## [Exercise goal]
Your response should consist solely of the lines from the one containing "Return one point per instance of the bare" through the final line of the entries, repeated exactly.

Stored records:
§ §

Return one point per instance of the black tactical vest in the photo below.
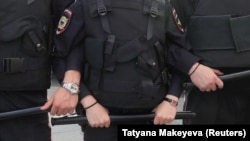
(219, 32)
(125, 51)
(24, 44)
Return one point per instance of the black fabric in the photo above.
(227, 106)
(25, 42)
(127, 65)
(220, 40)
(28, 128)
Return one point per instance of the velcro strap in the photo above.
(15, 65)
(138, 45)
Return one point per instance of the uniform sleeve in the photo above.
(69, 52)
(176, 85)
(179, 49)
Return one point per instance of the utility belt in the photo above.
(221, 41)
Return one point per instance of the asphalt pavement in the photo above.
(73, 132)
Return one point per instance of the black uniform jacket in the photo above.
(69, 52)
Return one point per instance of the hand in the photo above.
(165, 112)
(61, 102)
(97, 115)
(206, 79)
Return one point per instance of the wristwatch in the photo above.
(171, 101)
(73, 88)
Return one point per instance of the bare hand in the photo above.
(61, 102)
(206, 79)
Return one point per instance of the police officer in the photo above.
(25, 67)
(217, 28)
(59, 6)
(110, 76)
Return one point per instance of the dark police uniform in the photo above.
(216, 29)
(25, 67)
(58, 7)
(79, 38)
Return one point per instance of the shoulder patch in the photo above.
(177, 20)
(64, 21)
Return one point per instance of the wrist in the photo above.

§ §

## [Result for this exercise]
Return one point per instance of the bare hand in the photo above.
(61, 102)
(206, 79)
Return one point per instance of the police officer in the photo above.
(25, 67)
(217, 28)
(59, 6)
(110, 76)
Return one point per instance of the dark police uniform in the photo above.
(216, 29)
(25, 67)
(58, 7)
(79, 38)
Return one point per instance of the shoulder patch in the photo above.
(177, 20)
(64, 21)
Return one point per instance of the wrist in the photo above.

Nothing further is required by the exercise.